With the UK getting ready for the hottest day on record, we’re desperate to find the best ways to keep cool.
So, as the heatwave reaches new heights, a freezing cold shower sounds like a good idea, right?
While standing under cold water may seem very tempting, experts actually warn against this.
Here are some tips on how to have the perfect heatwave shower.
Very cold or very hot showers affect the body’s heat signals.
According to experts at Thompson Tee, having a hot shower makes the body hotter.
However, having a cold shower is also counterproductive, as it tricks the body into thinking it’s cold – therefore doesn’t need to activate the cooling mechanism, otherwise known as sweat.
Cold showers also impact the blood flow to the skin.

◆ Data for analysis
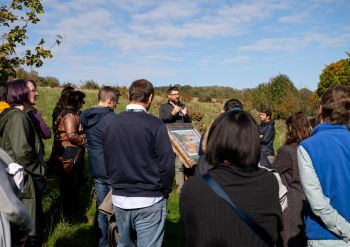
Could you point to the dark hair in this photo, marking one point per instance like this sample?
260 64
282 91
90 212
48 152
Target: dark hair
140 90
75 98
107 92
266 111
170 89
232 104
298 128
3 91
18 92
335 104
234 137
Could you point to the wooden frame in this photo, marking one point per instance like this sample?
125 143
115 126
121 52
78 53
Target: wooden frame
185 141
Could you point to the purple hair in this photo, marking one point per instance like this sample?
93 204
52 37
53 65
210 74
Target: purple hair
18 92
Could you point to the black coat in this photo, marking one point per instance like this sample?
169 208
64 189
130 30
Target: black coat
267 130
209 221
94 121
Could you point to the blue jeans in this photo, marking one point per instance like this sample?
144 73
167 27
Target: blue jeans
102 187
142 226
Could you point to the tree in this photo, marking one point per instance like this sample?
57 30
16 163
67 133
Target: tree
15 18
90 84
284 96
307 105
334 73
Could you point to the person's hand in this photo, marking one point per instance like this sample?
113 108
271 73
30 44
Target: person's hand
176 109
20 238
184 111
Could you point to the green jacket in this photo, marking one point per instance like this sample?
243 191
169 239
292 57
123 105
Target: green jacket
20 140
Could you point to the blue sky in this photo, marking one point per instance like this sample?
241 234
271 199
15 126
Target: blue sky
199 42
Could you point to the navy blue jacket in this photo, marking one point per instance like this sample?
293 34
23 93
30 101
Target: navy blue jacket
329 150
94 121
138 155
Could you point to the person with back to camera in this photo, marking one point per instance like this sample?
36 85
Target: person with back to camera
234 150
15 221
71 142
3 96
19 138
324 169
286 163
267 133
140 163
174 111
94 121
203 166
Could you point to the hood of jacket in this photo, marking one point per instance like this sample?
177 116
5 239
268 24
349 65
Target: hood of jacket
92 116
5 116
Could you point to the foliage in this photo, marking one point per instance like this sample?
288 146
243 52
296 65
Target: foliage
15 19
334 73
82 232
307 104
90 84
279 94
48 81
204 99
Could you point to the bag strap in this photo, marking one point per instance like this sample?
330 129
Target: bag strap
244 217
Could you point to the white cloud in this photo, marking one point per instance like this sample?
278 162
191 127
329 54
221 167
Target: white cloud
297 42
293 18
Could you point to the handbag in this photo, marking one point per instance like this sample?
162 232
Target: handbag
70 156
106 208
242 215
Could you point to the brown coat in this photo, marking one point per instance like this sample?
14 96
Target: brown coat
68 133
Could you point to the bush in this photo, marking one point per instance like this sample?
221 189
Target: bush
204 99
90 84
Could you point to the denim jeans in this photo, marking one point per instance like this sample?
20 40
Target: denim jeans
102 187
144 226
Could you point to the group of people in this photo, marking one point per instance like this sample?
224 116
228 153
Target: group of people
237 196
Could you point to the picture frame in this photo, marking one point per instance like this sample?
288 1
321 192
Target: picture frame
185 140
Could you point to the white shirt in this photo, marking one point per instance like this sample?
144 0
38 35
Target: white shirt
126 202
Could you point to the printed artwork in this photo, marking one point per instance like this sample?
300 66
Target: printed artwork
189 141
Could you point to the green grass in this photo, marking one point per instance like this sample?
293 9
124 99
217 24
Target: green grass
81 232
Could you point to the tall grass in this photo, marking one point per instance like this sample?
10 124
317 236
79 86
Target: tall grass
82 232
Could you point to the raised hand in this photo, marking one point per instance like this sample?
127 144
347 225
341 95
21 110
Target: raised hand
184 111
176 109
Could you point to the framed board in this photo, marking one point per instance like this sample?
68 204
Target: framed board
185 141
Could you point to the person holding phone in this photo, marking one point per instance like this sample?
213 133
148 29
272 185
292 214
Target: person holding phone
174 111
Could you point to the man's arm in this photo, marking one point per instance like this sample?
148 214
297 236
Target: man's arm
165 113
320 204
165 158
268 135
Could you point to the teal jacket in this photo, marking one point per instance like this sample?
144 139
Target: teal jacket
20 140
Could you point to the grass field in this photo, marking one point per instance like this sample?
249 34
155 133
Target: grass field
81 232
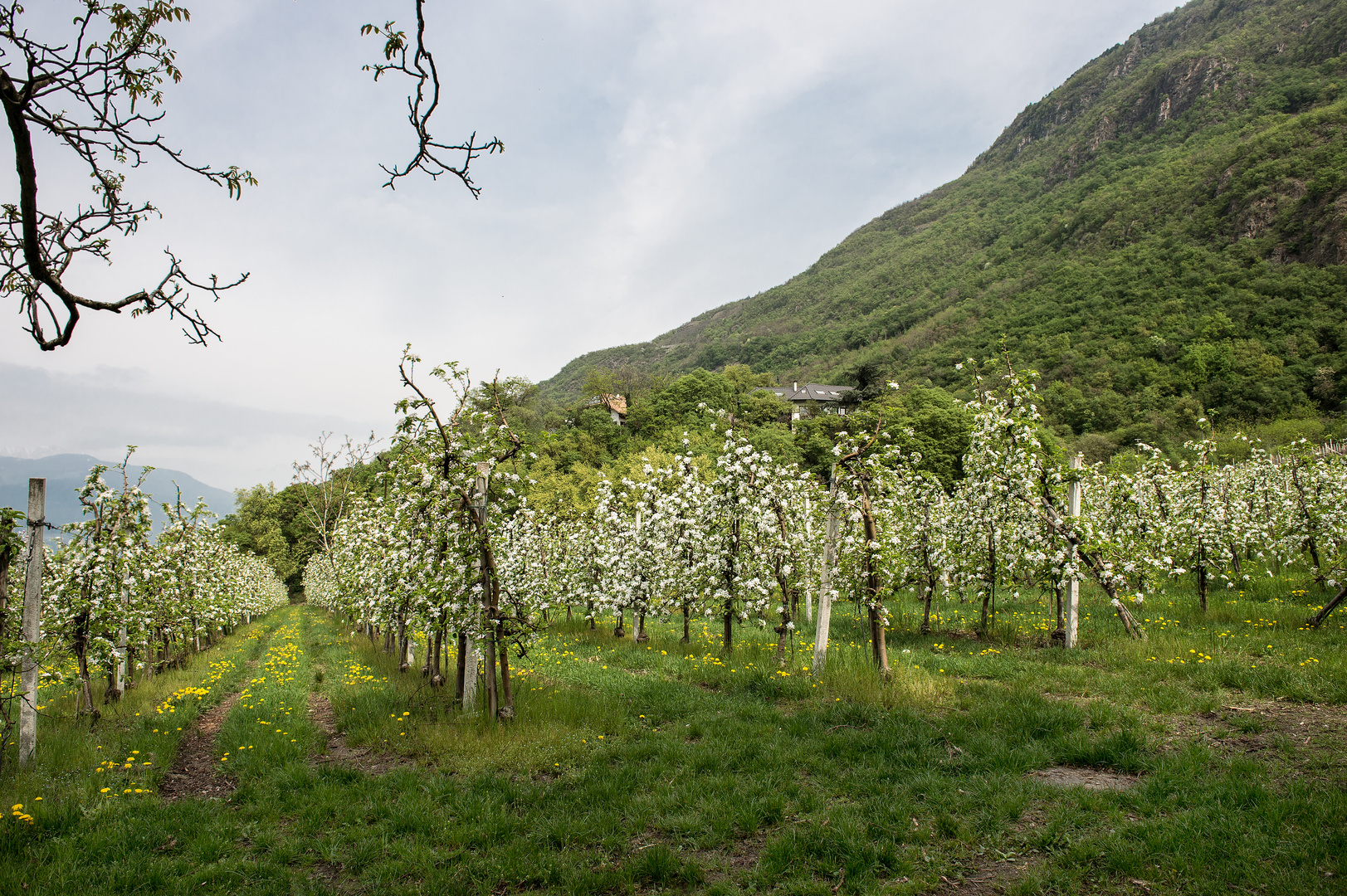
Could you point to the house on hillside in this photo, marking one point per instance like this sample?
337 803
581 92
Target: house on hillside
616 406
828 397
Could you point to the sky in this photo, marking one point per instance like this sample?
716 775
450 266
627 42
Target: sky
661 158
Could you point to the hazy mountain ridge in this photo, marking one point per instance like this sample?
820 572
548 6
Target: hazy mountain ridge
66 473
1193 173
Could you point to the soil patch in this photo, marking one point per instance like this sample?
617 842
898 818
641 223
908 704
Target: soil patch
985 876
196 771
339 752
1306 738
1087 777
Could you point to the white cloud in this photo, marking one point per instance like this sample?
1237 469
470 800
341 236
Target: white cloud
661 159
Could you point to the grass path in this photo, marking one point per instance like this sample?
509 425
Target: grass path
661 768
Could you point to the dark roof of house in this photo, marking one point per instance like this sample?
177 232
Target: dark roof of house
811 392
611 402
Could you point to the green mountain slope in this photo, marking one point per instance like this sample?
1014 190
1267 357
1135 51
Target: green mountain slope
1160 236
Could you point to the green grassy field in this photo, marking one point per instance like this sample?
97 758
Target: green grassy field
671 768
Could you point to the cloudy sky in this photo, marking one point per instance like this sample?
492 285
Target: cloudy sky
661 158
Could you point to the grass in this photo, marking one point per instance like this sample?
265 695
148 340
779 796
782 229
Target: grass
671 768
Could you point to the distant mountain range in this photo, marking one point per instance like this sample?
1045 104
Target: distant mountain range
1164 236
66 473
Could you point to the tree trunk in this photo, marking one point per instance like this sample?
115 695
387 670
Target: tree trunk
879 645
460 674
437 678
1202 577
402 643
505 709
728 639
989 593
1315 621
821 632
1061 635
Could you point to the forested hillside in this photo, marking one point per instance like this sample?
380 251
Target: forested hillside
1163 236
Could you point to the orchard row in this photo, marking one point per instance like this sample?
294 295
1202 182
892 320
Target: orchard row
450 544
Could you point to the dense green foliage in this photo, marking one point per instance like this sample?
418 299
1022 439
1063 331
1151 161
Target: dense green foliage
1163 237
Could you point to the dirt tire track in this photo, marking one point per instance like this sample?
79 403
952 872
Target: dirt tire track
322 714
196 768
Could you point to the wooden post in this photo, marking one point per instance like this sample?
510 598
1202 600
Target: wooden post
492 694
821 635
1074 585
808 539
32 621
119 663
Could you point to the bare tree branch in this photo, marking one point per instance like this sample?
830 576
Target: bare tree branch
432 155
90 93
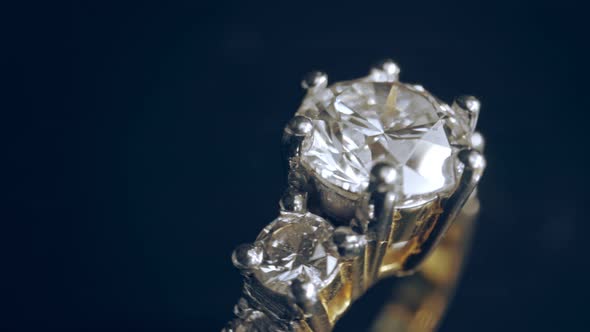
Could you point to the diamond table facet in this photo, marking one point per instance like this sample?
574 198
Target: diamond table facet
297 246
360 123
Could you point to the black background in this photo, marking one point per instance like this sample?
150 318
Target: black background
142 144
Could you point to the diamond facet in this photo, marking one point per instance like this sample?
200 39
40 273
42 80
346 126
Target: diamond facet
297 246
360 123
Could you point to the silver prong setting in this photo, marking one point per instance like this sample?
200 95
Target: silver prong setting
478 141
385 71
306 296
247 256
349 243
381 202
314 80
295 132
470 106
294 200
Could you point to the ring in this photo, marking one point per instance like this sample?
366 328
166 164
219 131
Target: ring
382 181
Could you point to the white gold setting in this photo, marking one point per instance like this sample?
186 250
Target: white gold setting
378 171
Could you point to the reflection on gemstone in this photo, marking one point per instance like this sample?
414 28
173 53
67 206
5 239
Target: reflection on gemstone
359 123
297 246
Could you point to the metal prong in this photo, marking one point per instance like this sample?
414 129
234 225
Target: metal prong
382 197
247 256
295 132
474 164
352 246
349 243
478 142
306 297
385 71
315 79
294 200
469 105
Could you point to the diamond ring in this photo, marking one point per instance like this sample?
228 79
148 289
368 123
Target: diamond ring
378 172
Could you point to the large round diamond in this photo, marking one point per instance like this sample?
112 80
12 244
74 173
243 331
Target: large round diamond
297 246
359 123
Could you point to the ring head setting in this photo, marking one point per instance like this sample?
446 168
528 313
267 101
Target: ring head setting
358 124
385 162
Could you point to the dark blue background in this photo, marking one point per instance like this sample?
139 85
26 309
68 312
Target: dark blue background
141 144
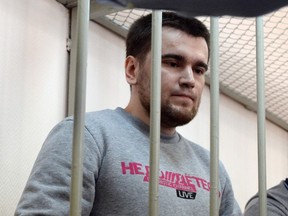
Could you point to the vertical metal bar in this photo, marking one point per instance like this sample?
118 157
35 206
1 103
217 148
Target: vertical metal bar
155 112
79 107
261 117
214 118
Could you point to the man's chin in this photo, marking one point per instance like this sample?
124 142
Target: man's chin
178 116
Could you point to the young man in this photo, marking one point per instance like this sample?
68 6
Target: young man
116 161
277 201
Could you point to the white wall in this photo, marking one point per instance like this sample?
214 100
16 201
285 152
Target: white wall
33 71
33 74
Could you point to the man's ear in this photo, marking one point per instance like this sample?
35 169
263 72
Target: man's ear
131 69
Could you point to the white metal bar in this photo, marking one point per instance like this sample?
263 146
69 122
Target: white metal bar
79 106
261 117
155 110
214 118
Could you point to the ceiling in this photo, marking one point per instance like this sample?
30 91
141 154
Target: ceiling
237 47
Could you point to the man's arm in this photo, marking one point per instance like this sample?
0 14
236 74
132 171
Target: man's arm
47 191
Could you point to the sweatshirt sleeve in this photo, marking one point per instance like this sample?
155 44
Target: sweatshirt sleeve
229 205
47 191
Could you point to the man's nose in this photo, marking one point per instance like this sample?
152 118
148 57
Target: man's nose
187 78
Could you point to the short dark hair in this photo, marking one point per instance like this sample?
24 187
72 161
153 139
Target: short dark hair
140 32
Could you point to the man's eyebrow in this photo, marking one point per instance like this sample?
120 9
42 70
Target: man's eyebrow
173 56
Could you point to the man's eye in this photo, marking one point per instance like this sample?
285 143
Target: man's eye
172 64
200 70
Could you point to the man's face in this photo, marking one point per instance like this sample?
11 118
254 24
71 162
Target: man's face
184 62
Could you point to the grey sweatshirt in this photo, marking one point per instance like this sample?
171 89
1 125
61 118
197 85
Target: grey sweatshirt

◆ Exercise requirements
- A) In the passage about heatwave showers, which experts are cited as saying that a hot shower makes the body hotter?
- B) From the heatwave shower passage, reproduce the section that opens with the words "However, having a" and closes with "known as sweat.".

◆ Task-by-task answers
- A) The experts at Thompson Tee.

- B)
However, having a cold shower is also counterproductive, as it tricks the body into thinking it’s cold – therefore doesn’t need to activate the cooling mechanism, otherwise known as sweat.